◆ **Description of the task**
Rewrite the records below so that "population tally" becomes "species count" everywhere it appears, and leave every other word untouched.
[Start Recorded information]
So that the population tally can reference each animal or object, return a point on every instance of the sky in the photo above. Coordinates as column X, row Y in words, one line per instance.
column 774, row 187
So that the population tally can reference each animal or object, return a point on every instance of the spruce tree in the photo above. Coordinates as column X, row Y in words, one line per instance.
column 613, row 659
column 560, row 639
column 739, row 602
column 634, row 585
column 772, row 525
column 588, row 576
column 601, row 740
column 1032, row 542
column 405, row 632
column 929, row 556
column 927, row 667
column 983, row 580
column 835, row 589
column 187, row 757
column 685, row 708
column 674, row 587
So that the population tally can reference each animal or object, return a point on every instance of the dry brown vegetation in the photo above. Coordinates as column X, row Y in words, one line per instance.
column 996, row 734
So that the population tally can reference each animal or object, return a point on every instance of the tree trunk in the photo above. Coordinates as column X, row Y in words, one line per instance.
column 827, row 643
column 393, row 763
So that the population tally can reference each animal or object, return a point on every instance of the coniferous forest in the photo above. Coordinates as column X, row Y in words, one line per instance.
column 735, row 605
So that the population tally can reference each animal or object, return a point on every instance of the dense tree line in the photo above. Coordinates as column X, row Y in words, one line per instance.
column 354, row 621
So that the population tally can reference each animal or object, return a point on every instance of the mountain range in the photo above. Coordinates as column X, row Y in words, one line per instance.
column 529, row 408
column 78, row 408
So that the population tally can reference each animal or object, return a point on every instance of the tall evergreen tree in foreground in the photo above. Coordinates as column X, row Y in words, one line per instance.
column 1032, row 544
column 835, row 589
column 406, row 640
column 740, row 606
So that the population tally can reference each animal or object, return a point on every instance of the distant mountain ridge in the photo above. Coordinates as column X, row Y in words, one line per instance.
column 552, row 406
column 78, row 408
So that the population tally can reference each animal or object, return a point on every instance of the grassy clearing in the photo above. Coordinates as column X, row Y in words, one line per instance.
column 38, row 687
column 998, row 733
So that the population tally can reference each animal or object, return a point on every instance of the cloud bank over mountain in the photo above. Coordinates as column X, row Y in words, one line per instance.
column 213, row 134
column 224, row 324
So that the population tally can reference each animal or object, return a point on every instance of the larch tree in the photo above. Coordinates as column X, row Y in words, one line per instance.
[End Recorded information]
◆ **Result below**
So that the species count can reference each animal or object, return a point on every instance of the sky in the photo above. Coordinates as column X, row Y in words, one line per instance.
column 774, row 187
So that the species count can reference each animal or object, return a point on every instance of the spruce tree in the photo above. Coordinates as column X, row Y in words, one line per instance.
column 613, row 659
column 560, row 639
column 739, row 602
column 634, row 585
column 772, row 525
column 588, row 576
column 601, row 740
column 1032, row 542
column 405, row 632
column 929, row 556
column 927, row 667
column 983, row 580
column 835, row 589
column 187, row 757
column 685, row 708
column 674, row 587
So that the species count can reference each animal or object, return a point on every instance of the dry brown vegetation in the photo above. Coordinates as column X, row Y in words, one line per instance.
column 996, row 734
So that the species count can reference each animal or object, return a point on every instance of the tree trunk in the photo above. Coordinates as column X, row Y in words, one line per instance.
column 827, row 643
column 393, row 763
So that the species count can reference each animal or object, return a point on every instance of the coniferous forest in the photo above. Coordinates as column X, row Y in words, one line per instance.
column 735, row 605
So that the species count can reference each animal or object, return a point on every instance of the dense tree line in the photo above. Coordinates as column X, row Y in words, one line per instance.
column 354, row 621
So that the species count can reference each animal or object, return a point on every instance of the mountain range in the photo above. Coordinates as column X, row Y in words, one line per instance.
column 529, row 408
column 78, row 408
So that the species count can reference each animal or object, return a point on every instance of the tall evergreen tree in foreground in the photo above. Coordinates as column X, row Y in words, one line per instance.
column 1032, row 544
column 835, row 589
column 406, row 640
column 740, row 606
So that the species count can reference each animal or object, return a point on every instance of the distant mountain ridge in the photo above. Coordinates as column X, row Y in words, one line per instance.
column 552, row 406
column 78, row 408
So that the species count can reference each animal or object, return a point on every instance of the grassy clearing in the photo above. Coordinates as column X, row Y in words, one line per instance.
column 38, row 687
column 998, row 733
So that the species count can reference each animal or object, return a point on every instance of the cloud bank over mountain in the photo above. Coordinates as column X, row Y in words, one line per instance.
column 213, row 134
column 224, row 324
So that the species count can reference each animal or object, return a point on every instance of the larch tree in the photo above. Coordinates as column X, row Y in words, one line per instance.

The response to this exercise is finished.